- **Exercise instructions**
Would you repeat the listing exactly but omit every picture?

[Dataset rows]
◇ ◇ ◇ ◇

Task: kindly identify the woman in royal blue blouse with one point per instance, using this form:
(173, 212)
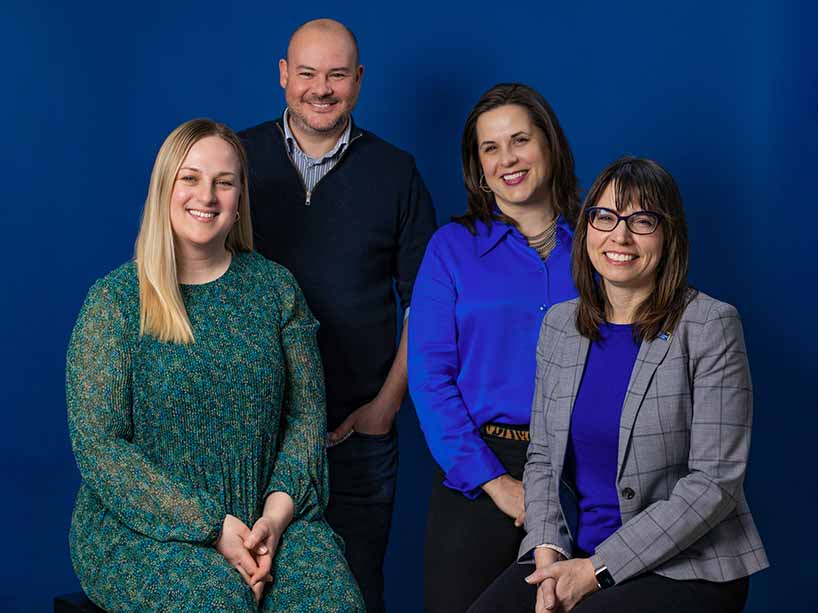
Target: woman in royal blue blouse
(483, 288)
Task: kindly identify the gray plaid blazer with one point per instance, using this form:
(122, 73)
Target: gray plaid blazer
(684, 437)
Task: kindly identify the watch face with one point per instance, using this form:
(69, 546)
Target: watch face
(604, 578)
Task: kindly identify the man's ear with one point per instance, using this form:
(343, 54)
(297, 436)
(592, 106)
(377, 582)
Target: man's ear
(282, 73)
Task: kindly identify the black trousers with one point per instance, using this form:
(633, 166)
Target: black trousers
(363, 473)
(648, 593)
(468, 542)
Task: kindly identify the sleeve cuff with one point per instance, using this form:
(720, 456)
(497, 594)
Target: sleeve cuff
(470, 473)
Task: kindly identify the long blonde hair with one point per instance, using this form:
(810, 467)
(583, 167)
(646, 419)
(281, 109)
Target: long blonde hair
(162, 312)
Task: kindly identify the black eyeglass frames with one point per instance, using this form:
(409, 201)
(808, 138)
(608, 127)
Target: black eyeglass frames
(606, 220)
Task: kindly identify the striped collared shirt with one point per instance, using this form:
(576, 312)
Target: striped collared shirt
(310, 169)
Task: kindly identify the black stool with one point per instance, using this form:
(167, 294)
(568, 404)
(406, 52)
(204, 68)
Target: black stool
(75, 603)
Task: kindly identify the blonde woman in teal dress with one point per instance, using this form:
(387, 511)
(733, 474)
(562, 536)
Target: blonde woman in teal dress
(196, 411)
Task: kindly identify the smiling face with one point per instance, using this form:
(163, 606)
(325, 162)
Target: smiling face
(514, 157)
(321, 80)
(205, 196)
(624, 260)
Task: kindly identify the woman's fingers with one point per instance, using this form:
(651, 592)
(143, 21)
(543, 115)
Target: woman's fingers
(255, 538)
(243, 574)
(265, 564)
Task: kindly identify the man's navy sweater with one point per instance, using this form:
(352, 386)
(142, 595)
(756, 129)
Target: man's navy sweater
(367, 224)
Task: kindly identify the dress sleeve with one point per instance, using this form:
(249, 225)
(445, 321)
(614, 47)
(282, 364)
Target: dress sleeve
(434, 364)
(300, 468)
(717, 458)
(98, 394)
(544, 522)
(416, 224)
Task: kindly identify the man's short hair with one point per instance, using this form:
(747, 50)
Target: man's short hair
(328, 25)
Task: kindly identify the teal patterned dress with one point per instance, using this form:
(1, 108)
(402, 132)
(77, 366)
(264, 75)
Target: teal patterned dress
(170, 438)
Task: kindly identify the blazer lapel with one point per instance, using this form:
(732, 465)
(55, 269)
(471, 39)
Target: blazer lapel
(651, 354)
(575, 353)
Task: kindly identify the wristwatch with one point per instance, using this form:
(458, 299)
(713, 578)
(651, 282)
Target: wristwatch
(603, 577)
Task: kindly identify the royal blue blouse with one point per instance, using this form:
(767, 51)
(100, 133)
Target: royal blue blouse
(477, 306)
(593, 444)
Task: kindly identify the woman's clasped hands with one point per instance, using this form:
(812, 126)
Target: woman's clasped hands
(251, 551)
(561, 584)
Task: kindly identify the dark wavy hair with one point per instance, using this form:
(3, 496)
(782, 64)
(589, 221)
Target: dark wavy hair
(564, 184)
(645, 184)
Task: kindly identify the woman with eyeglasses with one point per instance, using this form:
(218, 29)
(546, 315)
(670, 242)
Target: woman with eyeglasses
(482, 290)
(643, 405)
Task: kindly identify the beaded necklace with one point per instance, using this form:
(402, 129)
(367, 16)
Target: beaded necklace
(544, 242)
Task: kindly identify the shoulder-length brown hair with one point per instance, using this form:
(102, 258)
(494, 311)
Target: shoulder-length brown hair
(564, 184)
(162, 311)
(646, 185)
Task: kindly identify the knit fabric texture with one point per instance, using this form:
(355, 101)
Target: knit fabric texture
(170, 438)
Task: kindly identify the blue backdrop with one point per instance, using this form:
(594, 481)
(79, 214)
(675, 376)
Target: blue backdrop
(724, 94)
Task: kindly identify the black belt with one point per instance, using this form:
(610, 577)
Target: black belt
(510, 432)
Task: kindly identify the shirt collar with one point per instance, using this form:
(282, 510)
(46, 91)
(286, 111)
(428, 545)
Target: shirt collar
(489, 236)
(292, 143)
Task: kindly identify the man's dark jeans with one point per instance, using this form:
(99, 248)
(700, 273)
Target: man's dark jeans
(363, 473)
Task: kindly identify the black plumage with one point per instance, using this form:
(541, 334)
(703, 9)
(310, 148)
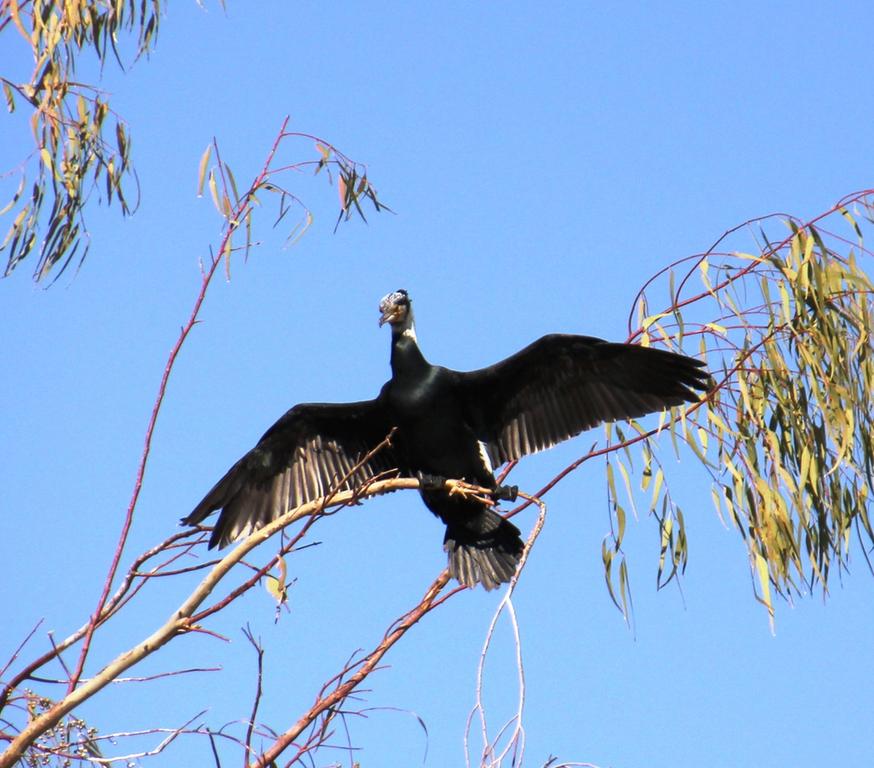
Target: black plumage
(449, 424)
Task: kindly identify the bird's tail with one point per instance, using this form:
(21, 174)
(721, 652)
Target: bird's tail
(484, 550)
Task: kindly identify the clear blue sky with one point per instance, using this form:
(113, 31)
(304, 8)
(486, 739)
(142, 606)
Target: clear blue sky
(542, 160)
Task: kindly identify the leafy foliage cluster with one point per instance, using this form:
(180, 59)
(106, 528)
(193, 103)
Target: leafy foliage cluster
(79, 145)
(787, 435)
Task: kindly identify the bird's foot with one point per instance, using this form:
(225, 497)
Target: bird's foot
(506, 493)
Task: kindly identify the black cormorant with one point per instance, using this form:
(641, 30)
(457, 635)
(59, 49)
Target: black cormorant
(449, 424)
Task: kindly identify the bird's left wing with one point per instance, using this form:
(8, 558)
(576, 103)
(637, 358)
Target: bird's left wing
(562, 384)
(302, 457)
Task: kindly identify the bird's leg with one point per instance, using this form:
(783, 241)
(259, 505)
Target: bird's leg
(431, 482)
(506, 493)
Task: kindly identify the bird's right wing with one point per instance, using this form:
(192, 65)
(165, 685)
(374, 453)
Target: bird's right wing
(562, 384)
(302, 457)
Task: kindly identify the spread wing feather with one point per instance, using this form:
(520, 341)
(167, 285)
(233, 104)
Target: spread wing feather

◇ ◇ ◇ ◇

- **Full output**
Task: kindly identify the woman in royal blue blouse with one point per instance, using this form:
(173, 212)
Target: woman in royal blue blouse
(483, 288)
Task: kindly identify the gray plaid blazer with one point per instance, using this form:
(122, 73)
Target: gray plaid blazer
(684, 437)
Task: kindly identify the watch face with one point per instance, using this form:
(69, 546)
Target: watch face
(604, 578)
Task: kindly identify the man's ear with one point per instance, using this form:
(343, 54)
(297, 436)
(592, 106)
(377, 582)
Target: man's ear
(282, 73)
Task: kindly identify the black trousers with one point per instance, using this form:
(633, 166)
Target: black trousers
(363, 473)
(648, 593)
(468, 542)
Task: kindly identify the sleeve cuff with one point per instance, using this form:
(720, 456)
(497, 594)
Target: sleeve cuff
(470, 473)
Task: kindly identify the long blonde hair with one point per instance, using this form:
(810, 467)
(583, 167)
(646, 419)
(281, 109)
Target: long blonde hair
(162, 312)
Task: kindly identify the black eyeglass frames with one point per instance, using this form:
(409, 201)
(808, 138)
(608, 127)
Target: black eyeglass frames
(606, 220)
Task: kindly identify the striped collared shirt with one point per instance, using this form:
(576, 312)
Target: striped collared shirt
(310, 169)
Task: kindly identify the black stool with one point per instance, using this form:
(167, 294)
(568, 404)
(406, 52)
(204, 68)
Target: black stool
(75, 603)
Task: kindly identify the blonde woman in teal dress with one point per instance, using this form:
(387, 511)
(733, 474)
(562, 536)
Target: blonde woman in teal dress
(196, 411)
Task: kindly identify the smiling face with one point per instance, using this form:
(163, 606)
(325, 162)
Target: smiling face
(514, 157)
(321, 80)
(205, 196)
(624, 260)
Task: kindly identify the woman's fingers with one point per instance, using this form:
(651, 592)
(143, 21)
(543, 115)
Target: woman's fingers
(255, 538)
(243, 574)
(265, 564)
Task: kindly identify the man's navy sweater with one point per instance, using this form:
(352, 386)
(142, 595)
(756, 129)
Target: man's navy sweater
(367, 224)
Task: kindly identify the dress sleeve with one point per instance, using this form:
(249, 225)
(445, 321)
(614, 47)
(282, 364)
Target: dress sleeve
(434, 364)
(300, 468)
(717, 458)
(98, 394)
(544, 522)
(416, 224)
Task: kindly identify the man's short hair with one point per instance, using this form:
(747, 50)
Target: man's short hair
(328, 25)
Task: kindly identify the teal patterned dress with one point per instance, using this form:
(1, 108)
(402, 132)
(77, 366)
(264, 75)
Target: teal patterned dress
(170, 438)
Task: kindly identify the blazer lapel with one point per instance, using this form:
(732, 465)
(55, 269)
(471, 39)
Target: blazer lapel
(651, 354)
(575, 353)
Task: kindly identify the wristwatch with one point per instance, using this form:
(458, 299)
(713, 578)
(651, 282)
Target: wristwatch
(603, 577)
Task: kindly identify the royal blue blouse with one point per instance, using this form:
(767, 51)
(100, 133)
Target: royal blue blouse
(477, 306)
(593, 444)
Task: kindly identify the woman's clasped hands with one point per instance, using this form:
(812, 126)
Target: woman's clasped hands
(251, 551)
(561, 584)
Task: kindly identify the dark wavy hair with one point per instance, using this form:
(3, 496)
(782, 64)
(589, 221)
Target: dark wavy hair
(564, 184)
(645, 184)
Task: kindly identify the woman with eyeglasses with one point per instance, using this form:
(218, 29)
(546, 315)
(670, 242)
Target: woman with eyeglasses
(482, 290)
(643, 405)
Task: kindly identify the beaded necklace with one point per instance, using this form:
(402, 129)
(367, 16)
Target: beaded necklace
(544, 242)
Task: kindly identify the shoulder-length brown hair with one point per instance, using this form:
(102, 258)
(494, 311)
Target: shoulder-length brown hair
(564, 184)
(162, 311)
(646, 185)
Task: kindly identify the knit fabric texture with one point per instance, using this form:
(355, 101)
Target: knit fabric texture
(170, 438)
Task: kindly identify the blue backdrop with one point per instance, using this form:
(594, 481)
(79, 214)
(675, 376)
Target: blue backdrop
(724, 94)
Task: kindly identify the black belt with one point per instance, using this form:
(610, 577)
Target: black belt
(510, 432)
Task: kindly identify the shirt collar with one point per instance, using this form:
(282, 510)
(46, 91)
(286, 111)
(428, 545)
Target: shirt collar
(489, 236)
(292, 143)
Task: kindly identify the man's dark jeans with one point per instance, using this form:
(99, 248)
(700, 273)
Target: man's dark jeans
(363, 473)
Task: kindly identify the black plumage with one point per instance, using this form:
(541, 334)
(703, 9)
(310, 148)
Target: black plumage
(449, 424)
Task: kindly identify the bird's tail with one point per instance, using this form:
(21, 174)
(721, 652)
Target: bird's tail
(484, 550)
Task: kindly identify the clear blue sky with one point per instance, using this form:
(113, 31)
(304, 8)
(486, 739)
(142, 606)
Target: clear blue sky
(542, 160)
Task: kindly identify the leafy foliage cluster with one point per instance, using this form:
(180, 59)
(106, 528)
(193, 103)
Target: leafy foliage cluster
(79, 145)
(787, 435)
Task: kindly identify the bird's foot with one point per instance, using this form:
(225, 497)
Target: bird's foot
(506, 493)
Task: kindly identify the black cormorant with one point per instance, using this form:
(641, 30)
(457, 635)
(59, 49)
Target: black cormorant
(449, 424)
Task: kindly identify the bird's left wing with one point per instance, using this form:
(8, 558)
(576, 103)
(637, 358)
Target: bird's left wing
(562, 384)
(302, 457)
Task: kindly identify the bird's leg with one point per instance, using this form:
(783, 241)
(259, 505)
Target: bird's leg
(431, 482)
(506, 493)
Task: kindly identify the bird's right wing with one point per instance, using this form:
(192, 65)
(165, 685)
(374, 453)
Target: bird's right wing
(562, 384)
(302, 457)
Task: kindly identify the spread wing feather with one point per instance, using this form:
(520, 341)
(167, 285)
(233, 104)
Target: spread wing feather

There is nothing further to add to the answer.